▶ **TASK GOAL**:
Express the lines below as a Markdown table with the columns Row and Line text. Start at the line that contains "TARGET = grass field", run through the final line, omit blank lines, and leave the pictures out.

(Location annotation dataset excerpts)
——————————
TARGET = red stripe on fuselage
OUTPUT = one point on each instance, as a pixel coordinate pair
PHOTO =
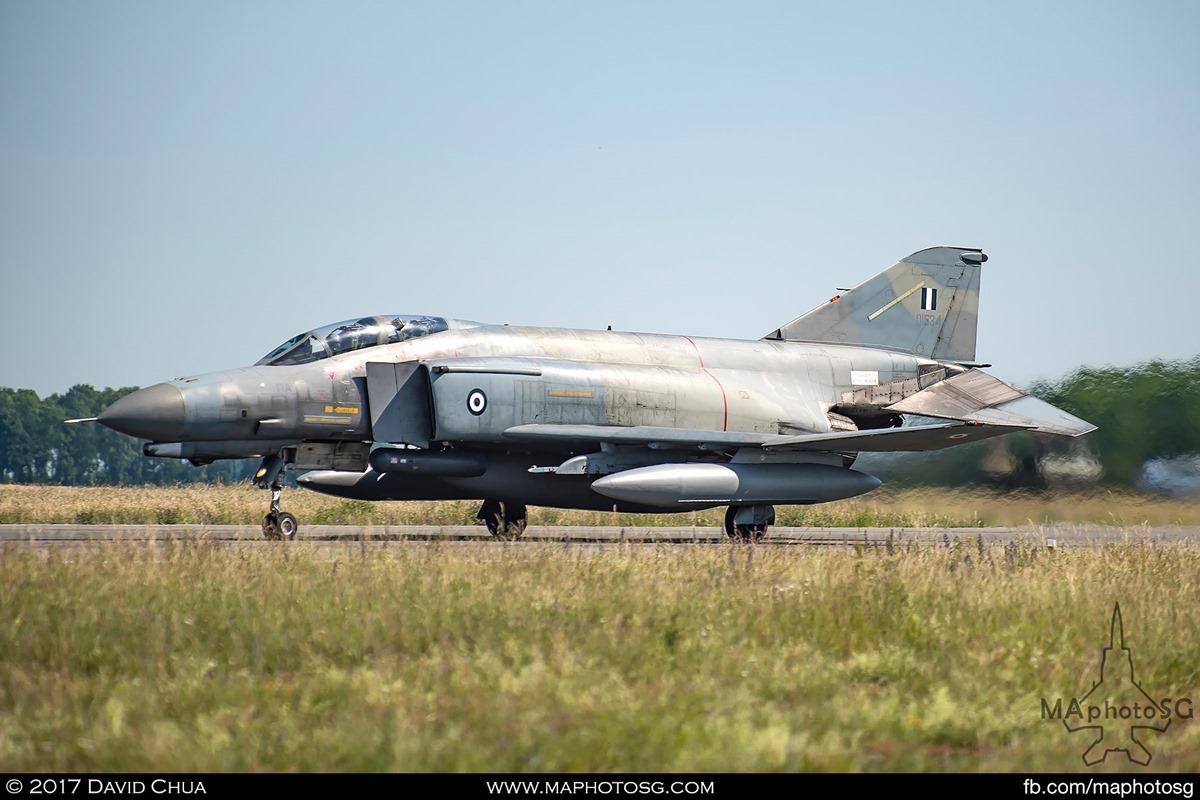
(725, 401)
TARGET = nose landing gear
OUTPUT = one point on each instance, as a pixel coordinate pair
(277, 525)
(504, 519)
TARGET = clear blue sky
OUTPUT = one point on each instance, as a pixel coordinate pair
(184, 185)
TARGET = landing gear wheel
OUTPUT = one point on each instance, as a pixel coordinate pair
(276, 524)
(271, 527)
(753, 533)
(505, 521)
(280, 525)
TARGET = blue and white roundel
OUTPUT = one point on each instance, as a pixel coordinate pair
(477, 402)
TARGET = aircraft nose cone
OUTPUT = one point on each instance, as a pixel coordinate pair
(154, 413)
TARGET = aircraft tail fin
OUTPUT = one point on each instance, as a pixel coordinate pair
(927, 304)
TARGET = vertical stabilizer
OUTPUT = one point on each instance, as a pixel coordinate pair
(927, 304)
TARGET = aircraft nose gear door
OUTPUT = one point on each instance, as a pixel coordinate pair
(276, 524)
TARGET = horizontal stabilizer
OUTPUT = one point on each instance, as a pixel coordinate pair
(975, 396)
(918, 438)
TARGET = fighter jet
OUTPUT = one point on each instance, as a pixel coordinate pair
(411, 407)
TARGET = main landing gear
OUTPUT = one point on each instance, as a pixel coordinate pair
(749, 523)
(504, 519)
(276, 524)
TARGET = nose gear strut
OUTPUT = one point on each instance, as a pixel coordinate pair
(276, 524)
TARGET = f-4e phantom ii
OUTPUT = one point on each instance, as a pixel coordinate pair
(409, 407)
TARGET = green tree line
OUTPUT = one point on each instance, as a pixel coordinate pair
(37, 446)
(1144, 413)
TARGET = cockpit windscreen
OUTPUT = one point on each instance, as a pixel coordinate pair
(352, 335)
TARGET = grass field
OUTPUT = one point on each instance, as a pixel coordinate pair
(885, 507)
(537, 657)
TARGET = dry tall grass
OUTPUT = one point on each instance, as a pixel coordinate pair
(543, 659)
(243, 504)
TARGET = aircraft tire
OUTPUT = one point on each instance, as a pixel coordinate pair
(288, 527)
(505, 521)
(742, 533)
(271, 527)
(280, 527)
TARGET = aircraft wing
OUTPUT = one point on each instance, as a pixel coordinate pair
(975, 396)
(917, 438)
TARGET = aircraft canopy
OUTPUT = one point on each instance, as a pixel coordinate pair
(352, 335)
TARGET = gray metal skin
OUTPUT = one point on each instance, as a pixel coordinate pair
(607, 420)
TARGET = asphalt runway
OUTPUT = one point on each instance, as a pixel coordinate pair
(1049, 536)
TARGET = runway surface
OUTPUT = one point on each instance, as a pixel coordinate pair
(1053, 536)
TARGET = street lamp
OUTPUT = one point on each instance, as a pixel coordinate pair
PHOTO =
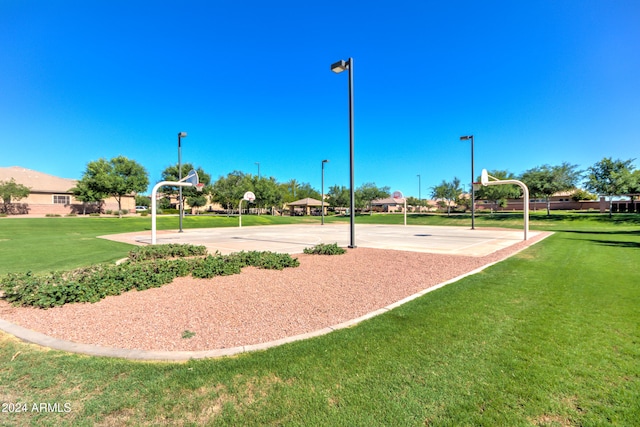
——————————
▶ **SOLUTION TO THIS PROBLEM**:
| Row | Line text |
|---|---|
| 1 | TARGET = grass field |
| 2 | OUTPUT = one point on each instance, as a pixel coordinate pair |
| 3 | (885, 507) |
| 4 | (537, 657) |
| 5 | TARGET = dry tall grass |
| 6 | OUTPUT = one point on each instance, as a pixel coordinate pair |
| 7 | (543, 659) |
| 8 | (243, 504) |
| 9 | TARGET = aircraft tire |
| 10 | OUTPUT = one point on each instance, as a pixel coordinate pair |
| 11 | (288, 527) |
| 12 | (505, 521) |
| 13 | (742, 533) |
| 14 | (271, 527) |
| 15 | (280, 527) |
| 16 | TARGET = aircraft wing |
| 17 | OUTPUT = one point on each instance, as a pixel coordinate pair |
| 18 | (975, 396) |
| 19 | (917, 438) |
| 20 | TARGET = aircraft canopy |
| 21 | OUTPUT = one point on each instance, as a pixel coordinate pair |
| 22 | (352, 335) |
| 23 | TARGET = gray metal skin |
| 24 | OUTPUT = one point on each instance, as a pixel coordinate pair |
| 25 | (607, 420) |
| 26 | TARGET = asphalt runway |
| 27 | OUTPUT = one point on each instance, as a pixel coordinate pair |
| 28 | (1049, 536) |
| 29 | TARGET = runway surface |
| 30 | OUTPUT = one point on each instance, as a pixel coordinate pair |
| 31 | (1053, 536) |
| 32 | TARGET = street lamp |
| 33 | OUTPUT = one point on each instance, as a pixel coordinate pair |
| 34 | PHOTO = |